◆ **TASK STATEMENT**: From the listing below, pull out every line where the string "burgundy" appears.

◆ **DATASET EXTRACT**:
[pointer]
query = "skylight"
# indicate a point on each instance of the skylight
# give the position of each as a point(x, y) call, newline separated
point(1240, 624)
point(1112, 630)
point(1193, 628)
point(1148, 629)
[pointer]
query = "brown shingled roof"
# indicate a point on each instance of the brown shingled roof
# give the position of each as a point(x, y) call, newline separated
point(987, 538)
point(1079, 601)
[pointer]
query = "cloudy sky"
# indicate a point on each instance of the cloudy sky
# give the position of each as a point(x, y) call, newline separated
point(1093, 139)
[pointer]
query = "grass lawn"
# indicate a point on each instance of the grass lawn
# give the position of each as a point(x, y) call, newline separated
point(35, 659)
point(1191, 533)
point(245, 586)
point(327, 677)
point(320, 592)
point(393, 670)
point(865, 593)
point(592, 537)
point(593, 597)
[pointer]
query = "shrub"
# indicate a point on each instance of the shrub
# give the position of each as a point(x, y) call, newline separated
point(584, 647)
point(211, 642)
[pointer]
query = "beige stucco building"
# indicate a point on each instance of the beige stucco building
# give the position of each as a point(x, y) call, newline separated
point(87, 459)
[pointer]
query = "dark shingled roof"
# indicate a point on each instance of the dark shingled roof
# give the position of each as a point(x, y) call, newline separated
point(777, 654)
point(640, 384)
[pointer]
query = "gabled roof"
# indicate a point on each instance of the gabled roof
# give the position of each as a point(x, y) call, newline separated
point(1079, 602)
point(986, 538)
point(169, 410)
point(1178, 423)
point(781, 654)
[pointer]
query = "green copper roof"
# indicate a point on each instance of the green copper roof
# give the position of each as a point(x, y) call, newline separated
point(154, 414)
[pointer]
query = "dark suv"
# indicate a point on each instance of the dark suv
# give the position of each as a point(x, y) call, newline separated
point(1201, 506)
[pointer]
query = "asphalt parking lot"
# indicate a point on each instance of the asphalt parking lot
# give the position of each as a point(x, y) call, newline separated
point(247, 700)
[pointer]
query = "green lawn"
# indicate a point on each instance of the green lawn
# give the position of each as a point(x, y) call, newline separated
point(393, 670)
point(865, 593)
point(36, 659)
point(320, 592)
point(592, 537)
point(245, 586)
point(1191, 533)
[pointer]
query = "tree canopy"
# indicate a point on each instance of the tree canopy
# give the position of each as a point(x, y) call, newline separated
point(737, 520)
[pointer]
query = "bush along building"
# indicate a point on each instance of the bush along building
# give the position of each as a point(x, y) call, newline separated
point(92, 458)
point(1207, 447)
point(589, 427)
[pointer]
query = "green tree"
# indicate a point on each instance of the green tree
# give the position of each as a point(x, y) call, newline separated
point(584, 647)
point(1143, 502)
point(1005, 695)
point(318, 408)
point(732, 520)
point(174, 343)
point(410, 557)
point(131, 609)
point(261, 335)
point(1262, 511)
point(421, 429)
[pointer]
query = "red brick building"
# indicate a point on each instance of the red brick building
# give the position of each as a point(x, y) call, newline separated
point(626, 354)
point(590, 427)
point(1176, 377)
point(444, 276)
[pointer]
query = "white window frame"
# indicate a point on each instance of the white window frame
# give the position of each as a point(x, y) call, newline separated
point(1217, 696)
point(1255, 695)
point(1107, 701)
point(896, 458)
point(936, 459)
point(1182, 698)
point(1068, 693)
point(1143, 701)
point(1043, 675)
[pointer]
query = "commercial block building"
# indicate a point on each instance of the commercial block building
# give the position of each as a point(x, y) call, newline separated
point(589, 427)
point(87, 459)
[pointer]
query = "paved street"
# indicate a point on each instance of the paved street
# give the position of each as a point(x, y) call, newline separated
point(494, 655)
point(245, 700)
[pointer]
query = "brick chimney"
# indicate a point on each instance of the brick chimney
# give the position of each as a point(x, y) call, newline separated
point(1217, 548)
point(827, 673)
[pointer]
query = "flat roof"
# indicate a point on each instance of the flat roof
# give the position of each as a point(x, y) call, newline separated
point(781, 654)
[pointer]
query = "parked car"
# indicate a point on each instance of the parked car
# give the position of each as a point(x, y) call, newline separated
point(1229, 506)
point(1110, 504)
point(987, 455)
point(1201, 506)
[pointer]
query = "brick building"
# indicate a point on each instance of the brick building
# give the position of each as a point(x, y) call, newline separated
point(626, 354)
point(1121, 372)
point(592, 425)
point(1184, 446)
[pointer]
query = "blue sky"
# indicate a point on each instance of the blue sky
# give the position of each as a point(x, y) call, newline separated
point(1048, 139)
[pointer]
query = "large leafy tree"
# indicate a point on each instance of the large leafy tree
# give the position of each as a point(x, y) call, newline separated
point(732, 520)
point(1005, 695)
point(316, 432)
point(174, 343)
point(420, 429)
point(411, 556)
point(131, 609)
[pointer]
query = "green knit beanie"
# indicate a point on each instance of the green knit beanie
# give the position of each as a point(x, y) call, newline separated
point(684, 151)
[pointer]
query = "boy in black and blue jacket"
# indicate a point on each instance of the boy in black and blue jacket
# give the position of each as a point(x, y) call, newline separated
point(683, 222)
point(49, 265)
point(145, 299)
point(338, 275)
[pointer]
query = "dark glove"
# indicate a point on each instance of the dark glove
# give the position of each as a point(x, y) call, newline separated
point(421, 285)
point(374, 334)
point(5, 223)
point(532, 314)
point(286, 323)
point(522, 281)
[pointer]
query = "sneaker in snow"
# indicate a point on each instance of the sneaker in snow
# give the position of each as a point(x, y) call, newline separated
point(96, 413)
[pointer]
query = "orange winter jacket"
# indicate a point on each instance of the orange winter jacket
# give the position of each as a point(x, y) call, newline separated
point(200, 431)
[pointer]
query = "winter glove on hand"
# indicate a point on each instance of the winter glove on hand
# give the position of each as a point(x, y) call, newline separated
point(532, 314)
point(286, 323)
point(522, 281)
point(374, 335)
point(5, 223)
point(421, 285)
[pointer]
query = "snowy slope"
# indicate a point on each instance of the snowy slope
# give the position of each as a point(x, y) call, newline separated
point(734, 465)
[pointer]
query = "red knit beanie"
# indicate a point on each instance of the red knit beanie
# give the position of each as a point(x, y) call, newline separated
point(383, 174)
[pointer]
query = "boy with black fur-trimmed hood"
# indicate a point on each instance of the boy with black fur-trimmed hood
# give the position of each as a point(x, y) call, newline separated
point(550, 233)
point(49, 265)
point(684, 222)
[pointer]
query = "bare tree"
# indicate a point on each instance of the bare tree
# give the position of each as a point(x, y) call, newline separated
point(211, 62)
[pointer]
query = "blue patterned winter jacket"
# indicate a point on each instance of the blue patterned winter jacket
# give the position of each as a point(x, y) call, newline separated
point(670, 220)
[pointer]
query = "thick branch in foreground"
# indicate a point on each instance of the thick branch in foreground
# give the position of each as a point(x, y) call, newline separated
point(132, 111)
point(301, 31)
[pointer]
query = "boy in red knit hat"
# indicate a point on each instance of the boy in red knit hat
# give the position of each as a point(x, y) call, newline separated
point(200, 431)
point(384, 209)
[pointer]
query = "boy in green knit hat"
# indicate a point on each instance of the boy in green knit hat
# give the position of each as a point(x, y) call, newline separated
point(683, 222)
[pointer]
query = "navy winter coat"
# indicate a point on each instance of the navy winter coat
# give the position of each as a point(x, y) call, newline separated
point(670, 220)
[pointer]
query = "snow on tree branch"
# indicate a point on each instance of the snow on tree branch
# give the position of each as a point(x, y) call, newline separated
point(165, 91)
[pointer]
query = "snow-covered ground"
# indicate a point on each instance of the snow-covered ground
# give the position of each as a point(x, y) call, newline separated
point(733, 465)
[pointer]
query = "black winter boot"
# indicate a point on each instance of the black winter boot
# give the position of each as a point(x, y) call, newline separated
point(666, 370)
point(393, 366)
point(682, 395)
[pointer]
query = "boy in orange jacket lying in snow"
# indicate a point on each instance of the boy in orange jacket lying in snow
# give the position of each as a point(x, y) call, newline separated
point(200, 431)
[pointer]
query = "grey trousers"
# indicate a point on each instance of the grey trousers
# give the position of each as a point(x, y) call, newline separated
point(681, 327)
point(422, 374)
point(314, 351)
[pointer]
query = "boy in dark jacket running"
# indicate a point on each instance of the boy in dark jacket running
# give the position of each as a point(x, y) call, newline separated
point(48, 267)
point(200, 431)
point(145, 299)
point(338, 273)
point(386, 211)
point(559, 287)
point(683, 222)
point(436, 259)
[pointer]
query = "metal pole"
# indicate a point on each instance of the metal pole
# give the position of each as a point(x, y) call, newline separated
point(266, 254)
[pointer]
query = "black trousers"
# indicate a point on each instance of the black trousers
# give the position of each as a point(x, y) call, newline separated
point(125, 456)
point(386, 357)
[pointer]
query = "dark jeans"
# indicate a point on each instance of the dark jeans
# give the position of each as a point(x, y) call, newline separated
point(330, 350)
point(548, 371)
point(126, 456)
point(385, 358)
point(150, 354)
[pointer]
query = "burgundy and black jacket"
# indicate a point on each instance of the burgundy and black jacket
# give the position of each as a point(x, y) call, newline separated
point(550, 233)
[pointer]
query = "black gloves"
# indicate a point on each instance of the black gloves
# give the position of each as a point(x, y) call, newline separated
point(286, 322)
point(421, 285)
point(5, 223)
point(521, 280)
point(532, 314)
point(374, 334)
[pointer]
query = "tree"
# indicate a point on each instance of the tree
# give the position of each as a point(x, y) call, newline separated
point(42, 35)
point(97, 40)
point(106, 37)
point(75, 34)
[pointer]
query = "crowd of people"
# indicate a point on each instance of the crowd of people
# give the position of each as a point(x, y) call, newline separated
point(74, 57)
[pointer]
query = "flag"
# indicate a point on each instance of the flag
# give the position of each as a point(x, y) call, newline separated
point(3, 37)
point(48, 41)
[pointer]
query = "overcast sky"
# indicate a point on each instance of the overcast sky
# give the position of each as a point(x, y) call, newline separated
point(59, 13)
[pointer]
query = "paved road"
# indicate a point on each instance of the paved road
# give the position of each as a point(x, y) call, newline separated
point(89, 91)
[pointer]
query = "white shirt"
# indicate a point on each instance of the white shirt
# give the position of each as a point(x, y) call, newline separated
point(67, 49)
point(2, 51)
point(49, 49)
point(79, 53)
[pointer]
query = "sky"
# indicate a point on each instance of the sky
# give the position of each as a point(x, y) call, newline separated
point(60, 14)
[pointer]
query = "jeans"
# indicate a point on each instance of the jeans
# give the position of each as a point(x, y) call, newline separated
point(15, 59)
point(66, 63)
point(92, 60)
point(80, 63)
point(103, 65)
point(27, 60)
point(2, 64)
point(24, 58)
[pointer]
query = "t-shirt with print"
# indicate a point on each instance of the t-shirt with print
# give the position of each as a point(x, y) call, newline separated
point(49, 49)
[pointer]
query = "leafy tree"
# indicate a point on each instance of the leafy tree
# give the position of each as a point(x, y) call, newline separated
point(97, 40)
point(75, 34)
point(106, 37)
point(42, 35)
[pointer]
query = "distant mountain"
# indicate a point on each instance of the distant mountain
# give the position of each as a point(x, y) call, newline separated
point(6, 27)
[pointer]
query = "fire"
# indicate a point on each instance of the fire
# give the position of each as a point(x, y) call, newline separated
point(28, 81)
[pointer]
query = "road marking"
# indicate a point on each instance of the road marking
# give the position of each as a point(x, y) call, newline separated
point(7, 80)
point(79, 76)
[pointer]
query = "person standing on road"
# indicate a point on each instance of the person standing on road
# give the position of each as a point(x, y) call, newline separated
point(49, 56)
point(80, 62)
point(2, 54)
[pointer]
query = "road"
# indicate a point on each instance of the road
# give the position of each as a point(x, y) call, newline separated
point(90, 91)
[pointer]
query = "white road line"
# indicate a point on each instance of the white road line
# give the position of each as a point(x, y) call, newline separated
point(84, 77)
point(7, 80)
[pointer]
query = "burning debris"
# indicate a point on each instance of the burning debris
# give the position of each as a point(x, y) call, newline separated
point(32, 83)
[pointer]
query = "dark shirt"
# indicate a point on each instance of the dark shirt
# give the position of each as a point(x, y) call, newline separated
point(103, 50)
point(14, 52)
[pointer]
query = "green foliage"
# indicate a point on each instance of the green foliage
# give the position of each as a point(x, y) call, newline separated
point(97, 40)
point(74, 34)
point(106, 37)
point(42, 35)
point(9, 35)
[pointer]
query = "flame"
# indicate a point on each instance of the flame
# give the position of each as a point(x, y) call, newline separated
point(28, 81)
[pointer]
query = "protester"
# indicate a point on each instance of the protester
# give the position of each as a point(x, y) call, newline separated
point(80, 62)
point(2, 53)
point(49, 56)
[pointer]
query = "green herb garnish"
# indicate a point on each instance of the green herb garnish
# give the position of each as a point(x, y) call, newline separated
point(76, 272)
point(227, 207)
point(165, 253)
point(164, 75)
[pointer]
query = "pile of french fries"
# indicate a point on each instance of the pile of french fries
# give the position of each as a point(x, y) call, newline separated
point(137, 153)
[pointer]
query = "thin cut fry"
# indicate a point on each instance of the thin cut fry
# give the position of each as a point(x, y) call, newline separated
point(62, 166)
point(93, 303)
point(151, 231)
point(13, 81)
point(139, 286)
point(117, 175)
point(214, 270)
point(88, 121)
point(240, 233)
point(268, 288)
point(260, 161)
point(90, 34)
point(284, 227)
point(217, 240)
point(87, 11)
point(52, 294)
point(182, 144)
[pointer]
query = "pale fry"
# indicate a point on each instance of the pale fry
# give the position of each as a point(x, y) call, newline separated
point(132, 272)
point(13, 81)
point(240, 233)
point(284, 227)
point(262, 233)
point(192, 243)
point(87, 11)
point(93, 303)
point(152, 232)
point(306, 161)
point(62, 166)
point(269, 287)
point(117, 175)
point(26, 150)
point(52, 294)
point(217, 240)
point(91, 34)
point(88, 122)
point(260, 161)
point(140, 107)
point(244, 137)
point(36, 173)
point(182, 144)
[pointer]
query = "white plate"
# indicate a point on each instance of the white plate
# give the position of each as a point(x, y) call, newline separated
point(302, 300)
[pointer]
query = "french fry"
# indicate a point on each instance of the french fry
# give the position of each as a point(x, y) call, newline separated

◆ **RESULT BELOW**:
query = "burgundy and black jacket"
# indicate a point on each instance of the burgundy and black jacket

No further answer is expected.